→ Passage provided:
- - - -

To be quite frank with the noble Lord—I am sorry that he did not hear—I said I was quite sure about Ceylon. I think he will agree about that. I explained that, but I told my noble friend that I had not actually checked the position of India before independence with the wording of the Act.


I am glad that we have cleared up the point about India, because that may be a little confusing; and often eminent jurists such as the Lord Chancellor are quoted. This is a very difficult matter, as he has indicated, and we do not want any misunderstanding to come in. Of course, naturally we accept what he says on the legal position. We should not think of doing otherwise. So we come back now to where we were before the noble Earl, Lord Swinton, spoke last Thursday. Perhaps we can go on from there and realise that no compromise is possible.

The article in The Times, to which my noble Leader, Lord Alexander of Hillsborough, has referred, indicates two things. The first is, as I have often mentioned to your Lordships in this House, that colonial affairs debates in this House receive wide publicity in colonial territories and are widely quoted. The House has, of course, justifiably and justly, a very high reputation in colonial affairs. The fact that we do not see colonial affairs reported at great length in the English papers does not mean that they are not quoted at great length in colonial papers; and often they are. I have no doubt that, as The Times to-day says, in Ghana great interest is being taken in our speeches here on Second Reading and on Committee stage, and that they are looking forward with anticipation to our debate to-day. They are also looking forward, no doubt, to the fact that in our debate to-day we shall grant them what they want: that is to say, that this clause shall be deleted from the Bill. Ghana reactions are, as I have been told, quite apart from this article in The Times, very unfavourable to the retention of this clause.

I should like to ask whoever is going to reply, either the Secretary of State or the Minister of State, a few questions. First of all, was this subsection (4) of Clause 3 in the Bill when the Ghana Ministers saw the draft of this Bill? Were they consulted about this subsection before the Bill was printed in this country? What are their feelings upon it? My information is that they never saw this clause at all; that the draft Bill as presented to them did not include this clause, the whole clause—and certainly not subsection (4); that they were not consulted about it, and that the first the Ghana Ministers knew of it was when they saw the Bill as printed in this country. Have the Ghana Government made any representations to Her Majesty's Government, either by Despatch or otherwise, with reference to Clause 3 (4)? Those are very important matters upon which, in my view, the Committee should have accurate information before it comes to the vote, if a vote is taken; and unless we get satisfactory assurances, we shall certainly desire to take a vote.

- - - -

→ Questions on the material:
a – List every question the speaker puts to the Secretary of State or the Minister of State in the debate excerpt above about the Ghana bill.
b – Translate this sentence from the debate excerpt on the Ghana bill into French: "This is a very difficult matter, as he has indicated, and we do not want any misunderstanding to come in."
c – Resume the debate excerpt on the Ghana bill, picking up right after its final sentence.

→ Exercise data:
- - - -

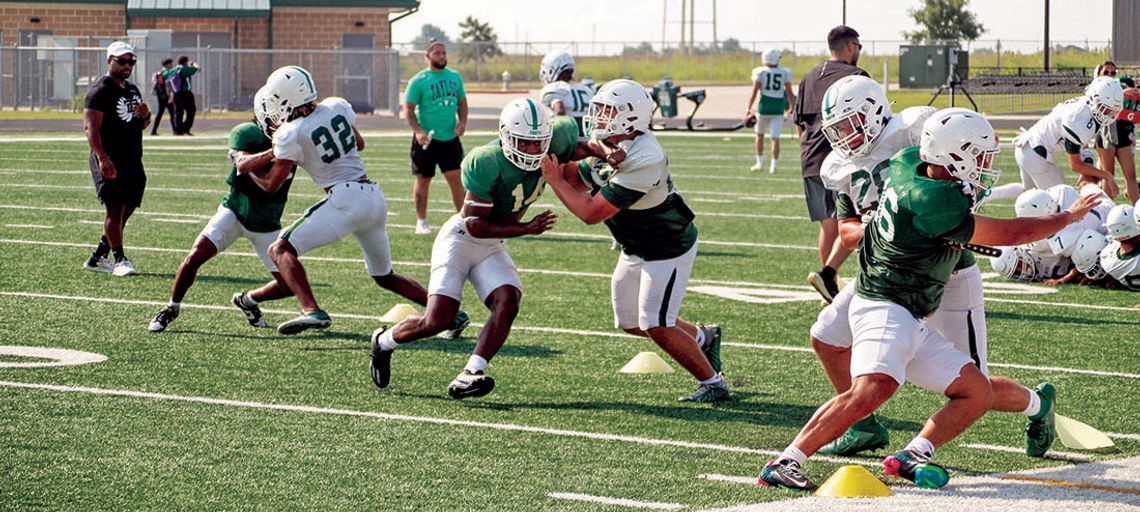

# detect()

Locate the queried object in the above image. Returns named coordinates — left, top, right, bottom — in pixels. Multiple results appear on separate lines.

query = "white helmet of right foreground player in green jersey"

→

- - - -

→ Results:
a –
1. Was this subsection (4) of Clause 3 in the Bill when the Ghana Ministers saw the draft of this Bill?
2. Were they consulted about this subsection before the Bill was printed in this country?
3. What are their feelings upon it?
4. Have the Ghana Government made any representations to Her Majesty's Government, either by Despatch or otherwise, with reference to Clause 3 (4)?

b – Il s'agit d'une question très difficile, comme il l'a indiqué, et nous ne voulons pas qu'un quelconque malentendu s'y introduise.

c –
Another point upon which I should like information from the Government (I have put this question to them twice already, but I have not yet had an answer) is the question of providing fresh capital for existing enterprises. Will it be possible, under the provisions of subsection (4), for fresh capital to be obtained from the Colonial Development Corporation for enterprises which are already authorised, whether started or not?


May I interrupt the noble Lord for a moment? I have verified the point. I apologise to the noble Lord, Lord Rennell. I should have remembered it. "Colonial", in the Interpretation Act, is defined as expressly excluding India. So the noble Lord is right. I am very sorry that I did not remember it at the time.


I am much obliged to the Lord Chancellor. I think it is important to clear up that point.


I entirely agree.


I thank the noble and learned Viscount.

I have been heartened by the speeches of the noble Lords, Lord Milverton and Lord Hemingford. I think they are both right. What they say, in effect, and what the noble Lord, Lord Salter, has already said, is: "Why not leave this matter to the Colonial Development Corporation?" The Board of the Corporation are sensible people. They have now had years of experience. They are doing well. They are making money. They are not by any means a "soft touch", as it is called. They are business men, pretty difficult to deal with, quite frankly; but, still, they are looking after money and so on, and they have the right to take what precautions they think fit. Why not leave it to them? What is the objection to leaving it to the Colonial Development Corporation? They well know the views expressed in this House both by the Government, by Back Benchers on the other side, and by eminent noble Lords on the other side, and also by noble Lords on these Benches. So why not leave it to them? We are always told these days that more opportunity should be given to initiative, to freedom of choice; that people should be allowed to employ as they think fit the talents which the Almighty has given them and the resources available to them from other sources. Why not do so here? What is the objection? Why do we not trust the Corporation and allow them to carry on the job which has been given to them by successive Governments?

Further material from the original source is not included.